▸ Working data
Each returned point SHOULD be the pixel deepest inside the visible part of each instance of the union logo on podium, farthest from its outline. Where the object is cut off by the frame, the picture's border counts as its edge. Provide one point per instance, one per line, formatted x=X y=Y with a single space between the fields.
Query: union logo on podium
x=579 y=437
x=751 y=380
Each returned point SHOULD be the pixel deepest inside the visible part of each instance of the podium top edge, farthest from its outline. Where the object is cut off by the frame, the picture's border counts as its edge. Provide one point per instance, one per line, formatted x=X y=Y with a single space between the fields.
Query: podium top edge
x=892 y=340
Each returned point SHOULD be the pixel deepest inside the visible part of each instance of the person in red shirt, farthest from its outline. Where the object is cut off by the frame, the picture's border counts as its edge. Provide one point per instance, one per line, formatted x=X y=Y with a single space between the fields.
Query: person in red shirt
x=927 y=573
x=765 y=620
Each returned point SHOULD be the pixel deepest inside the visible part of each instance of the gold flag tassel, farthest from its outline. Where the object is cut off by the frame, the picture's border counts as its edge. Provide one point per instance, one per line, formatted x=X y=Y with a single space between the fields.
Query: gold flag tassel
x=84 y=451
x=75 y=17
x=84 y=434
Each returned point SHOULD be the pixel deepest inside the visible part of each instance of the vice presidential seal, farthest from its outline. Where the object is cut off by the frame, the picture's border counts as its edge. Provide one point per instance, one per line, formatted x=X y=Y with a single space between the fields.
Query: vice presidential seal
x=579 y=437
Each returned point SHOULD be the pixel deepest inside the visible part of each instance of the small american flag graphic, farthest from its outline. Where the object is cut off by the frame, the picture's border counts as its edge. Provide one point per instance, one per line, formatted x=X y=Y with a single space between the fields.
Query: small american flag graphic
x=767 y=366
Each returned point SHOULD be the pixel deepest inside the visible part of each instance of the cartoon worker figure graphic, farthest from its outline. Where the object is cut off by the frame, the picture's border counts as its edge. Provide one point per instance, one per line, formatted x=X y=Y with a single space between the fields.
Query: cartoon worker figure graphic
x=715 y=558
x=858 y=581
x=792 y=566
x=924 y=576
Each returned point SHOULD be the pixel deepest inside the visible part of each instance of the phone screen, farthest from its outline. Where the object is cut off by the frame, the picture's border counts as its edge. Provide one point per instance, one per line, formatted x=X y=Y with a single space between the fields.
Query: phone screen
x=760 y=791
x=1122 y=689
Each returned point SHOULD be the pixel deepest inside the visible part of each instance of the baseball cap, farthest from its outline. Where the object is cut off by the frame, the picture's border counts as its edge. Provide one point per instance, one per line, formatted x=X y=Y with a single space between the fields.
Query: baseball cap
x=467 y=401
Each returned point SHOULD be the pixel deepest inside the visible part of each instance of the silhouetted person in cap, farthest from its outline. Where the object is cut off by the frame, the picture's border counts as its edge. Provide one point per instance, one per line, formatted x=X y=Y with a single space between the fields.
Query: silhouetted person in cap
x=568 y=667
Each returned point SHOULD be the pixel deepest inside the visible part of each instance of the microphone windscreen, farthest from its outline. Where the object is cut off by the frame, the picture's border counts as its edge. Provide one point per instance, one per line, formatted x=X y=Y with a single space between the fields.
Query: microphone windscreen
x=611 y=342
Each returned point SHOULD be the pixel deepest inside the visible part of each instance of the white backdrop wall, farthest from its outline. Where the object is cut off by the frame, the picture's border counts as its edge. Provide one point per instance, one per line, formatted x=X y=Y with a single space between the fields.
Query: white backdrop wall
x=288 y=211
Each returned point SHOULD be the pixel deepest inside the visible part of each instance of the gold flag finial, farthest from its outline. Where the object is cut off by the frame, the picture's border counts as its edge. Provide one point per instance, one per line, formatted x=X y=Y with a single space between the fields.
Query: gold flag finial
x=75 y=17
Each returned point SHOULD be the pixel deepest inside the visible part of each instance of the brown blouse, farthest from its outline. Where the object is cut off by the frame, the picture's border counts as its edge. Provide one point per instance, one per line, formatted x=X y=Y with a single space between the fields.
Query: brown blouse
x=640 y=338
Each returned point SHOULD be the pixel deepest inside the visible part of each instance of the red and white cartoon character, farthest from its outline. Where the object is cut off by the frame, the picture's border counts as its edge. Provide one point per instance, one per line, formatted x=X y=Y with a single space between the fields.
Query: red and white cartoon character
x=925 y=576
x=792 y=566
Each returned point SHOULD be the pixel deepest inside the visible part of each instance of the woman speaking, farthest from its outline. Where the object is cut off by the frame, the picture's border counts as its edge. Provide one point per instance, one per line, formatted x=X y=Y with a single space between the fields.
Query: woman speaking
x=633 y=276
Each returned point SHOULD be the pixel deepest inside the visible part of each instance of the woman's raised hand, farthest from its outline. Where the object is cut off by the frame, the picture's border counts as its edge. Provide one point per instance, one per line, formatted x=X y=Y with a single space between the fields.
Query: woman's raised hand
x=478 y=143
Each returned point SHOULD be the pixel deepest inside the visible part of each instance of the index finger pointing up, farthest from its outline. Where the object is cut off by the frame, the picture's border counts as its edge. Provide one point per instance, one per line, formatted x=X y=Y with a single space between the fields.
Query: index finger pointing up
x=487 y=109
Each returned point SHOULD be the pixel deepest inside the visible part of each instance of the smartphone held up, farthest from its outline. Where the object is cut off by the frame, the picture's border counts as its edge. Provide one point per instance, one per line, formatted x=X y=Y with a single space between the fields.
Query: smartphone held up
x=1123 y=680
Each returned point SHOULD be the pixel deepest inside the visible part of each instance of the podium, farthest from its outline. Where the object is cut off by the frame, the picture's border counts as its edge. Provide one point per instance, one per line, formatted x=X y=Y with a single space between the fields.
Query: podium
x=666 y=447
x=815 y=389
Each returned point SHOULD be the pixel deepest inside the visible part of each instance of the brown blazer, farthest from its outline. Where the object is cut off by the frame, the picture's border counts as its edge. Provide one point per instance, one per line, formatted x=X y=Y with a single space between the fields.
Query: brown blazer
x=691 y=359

▸ Instructions to follow
Lay out all of the records above as a Markdown table with two columns, Row and Line. Give each non-blank line its own row, numbered in order.

▸ Reply to the exercise
| Row | Line |
|---|---|
| 1 | Each returned point SHOULD be the pixel deepest inside the visible part of each instance of the union logo on podium, farthest from its outline. Where the object is cut off by the frame, the picture's border counts as its edge. Provide one point per instance, one per line, formatted x=X y=Y with a single space between the fields. |
| 2 | Query: union logo on podium |
| 3 | x=579 y=437 |
| 4 | x=751 y=380 |
| 5 | Each returned point SHOULD be the pixel deepest inside the visible part of each instance of the podium top edge, farthest from its outline. Where the object is cut off by the frame, the picture's border counts as its edge. Provide one point per instance, one per line, formatted x=X y=Y with a single space between the fields. |
| 6 | Query: podium top edge |
| 7 | x=892 y=340 |
| 8 | Each returned point SHOULD be the pixel deepest inside the visible part of each instance of the person in red shirt, farthest from its outline. Where the object is cut off by the frame, the picture's border counts as its edge. Provide one point per instance, one per line, formatted x=X y=Y with a single space between the fields. |
| 9 | Query: person in red shirt |
| 10 | x=927 y=573 |
| 11 | x=765 y=620 |
| 12 | Each returned point SHOULD be the pixel deepest inside the visible part of each instance of the gold flag tassel, farthest from its outline. Where the object is cut off by the frame, the picture's border counts as its edge. Provide one point per instance, one per line, formatted x=X y=Y with a single space between the fields. |
| 13 | Query: gold flag tassel |
| 14 | x=84 y=451 |
| 15 | x=75 y=17 |
| 16 | x=84 y=434 |
| 17 | Each returned point SHOULD be the pixel deepest inside the visible part of each instance of the vice presidential seal, farthest from its outline. Where the object is cut off by the frame, the picture's border counts as its edge. Provide one point per instance, one per line, formatted x=X y=Y with a single space between the fields. |
| 18 | Query: vice presidential seal |
| 19 | x=579 y=437 |
| 20 | Each returned point SHOULD be the pixel deepest inside the visible part of each instance of the small american flag graphic, farthest from its outline. Where the object is cut off by the frame, the picture's border counts as its edge. Provide one point per instance, one per line, formatted x=X y=Y with a single space between the fields. |
| 21 | Query: small american flag graphic |
| 22 | x=767 y=366 |
| 23 | Each returned point SHOULD be the pixel deepest inside the visible part of each instance of the cartoon worker figure graphic, farthest from its outline. Where the object is cut off by the frame, the picture's border counts as its edge. Provide one point per instance, one per line, formatted x=X y=Y with a single space between the fields. |
| 24 | Query: cartoon worker figure graphic |
| 25 | x=715 y=558 |
| 26 | x=858 y=581 |
| 27 | x=792 y=566 |
| 28 | x=924 y=576 |
| 29 | Each returned point SHOULD be the pixel deepest inside the visible part of each instance of the phone screen, farthest from its outline. Where the object is cut off by the frame, the picture's border counts as its edge. Provide one point per instance, one per line, formatted x=X y=Y with a single space between the fields. |
| 30 | Query: phone screen |
| 31 | x=760 y=791 |
| 32 | x=1122 y=689 |
| 33 | Each returned point SHOULD be the pixel deepest inside the visible part of each instance of the baseball cap, farthest from its outline. Where the object is cut off by the frame, the picture's border counts as its edge. Provide one point per instance, one per line, formatted x=X y=Y with a single space between the fields. |
| 34 | Query: baseball cap |
| 35 | x=467 y=401 |
| 36 | Each returned point SHOULD be the pixel deepest inside the visible part of each instance of the silhouetted person in cap, farthest from its outline. Where the object is cut off by the frame, the picture's border counts as its edge. Provide one point per instance, one per line, formatted x=X y=Y with a single space between the fields. |
| 37 | Query: silhouetted person in cap |
| 38 | x=568 y=667 |
| 39 | Each returned point SHOULD be the pixel deepest inside the visible part of each instance of the microphone windscreen, farthest from its outline. Where the object is cut off by the frame, the picture's border counts as its edge. Provide one point per instance, one per line, formatted x=X y=Y with a single space between the fields. |
| 40 | Query: microphone windscreen |
| 41 | x=611 y=342 |
| 42 | Each returned point SHOULD be the pixel deepest inside the visible part of each instance of the white backdrop wall, farthest from its outline. Where the object is cut off by the frame, the picture's border counts as its edge. Provide one point per instance, one per line, formatted x=X y=Y with a single space between the fields. |
| 43 | Query: white backdrop wall |
| 44 | x=288 y=211 |
| 45 | Each returned point SHOULD be the pixel deepest inside the visible part of each instance of the gold flag finial, farthest from its outline. Where the object is cut off by the frame, the picture's border counts as its edge. Provide one point per instance, one per line, formatted x=X y=Y with a single space between the fields. |
| 46 | Query: gold flag finial |
| 47 | x=75 y=17 |
| 48 | Each returned point SHOULD be the pixel deepest inside the visible part of each instance of the brown blouse, farthest from its outline. Where the object is cut off by the frame, the picture's border counts as its edge. Provide one point per instance, one per line, formatted x=X y=Y with a single space between the fields. |
| 49 | Query: brown blouse |
| 50 | x=640 y=338 |
| 51 | Each returned point SHOULD be the pixel deepest inside the visible part of each instance of the red and white cartoon character, farthest from its outline. Where the object is cut off by the frame, the picture's border counts as its edge. Provide one point per instance, one per line, formatted x=X y=Y with a single space between the fields. |
| 52 | Query: red and white cartoon character |
| 53 | x=925 y=576 |
| 54 | x=792 y=566 |
| 55 | Each returned point SHOULD be the pixel deepest inside the visible part of each instance of the woman speaking, farthest from its outline. Where the object is cut off by the frame, the picture's border counts as its edge. Provide one point per instance, one per line, formatted x=X y=Y with a single space between the fields. |
| 56 | Query: woman speaking |
| 57 | x=633 y=276 |
| 58 | Each returned point SHOULD be the pixel deepest inside the visible part of each instance of the woman's raised hand, farthest from its outline. Where the object is cut off by the frame, the picture's border counts as its edge. Provide one point per instance, one per line, formatted x=X y=Y with a single space between the fields. |
| 59 | Query: woman's raised hand |
| 60 | x=478 y=143 |
| 61 | Each returned point SHOULD be the pixel deepest inside the visible part of each instance of the index finger pointing up, farthest from its outline. Where the object is cut off by the frame, the picture's border counts as its edge. Provide one point per instance, one per line, formatted x=X y=Y with a single space between the fields. |
| 62 | Query: index finger pointing up |
| 63 | x=487 y=109 |
| 64 | Each returned point SHOULD be the pixel deepest inside the visible part of each instance of the smartphone held up, farthest from its outline. Where the object is cut off by the frame, the picture's border counts as its edge. Provide one point per instance, one per line, formatted x=X y=Y with a single space between the fields. |
| 65 | Query: smartphone held up |
| 66 | x=1123 y=680 |
| 67 | Each returned point SHOULD be the pixel deepest inside the visible part of each instance of the podium, farthest from its outline. Where the object is cut off by the frame, the picture's border counts as its edge. Provide one point per instance, one per line, formatted x=X y=Y with a single space between the fields. |
| 68 | Query: podium |
| 69 | x=666 y=447 |
| 70 | x=815 y=389 |
| 71 | Each returned point SHOULD be the pixel deepest inside the visible part of each instance of the brown blazer, farthest from its outline. Where the object is cut off by the frame, the picture's border counts as its edge. Provide one point per instance, one per line, formatted x=X y=Y with a single space between the fields. |
| 72 | Query: brown blazer |
| 73 | x=691 y=359 |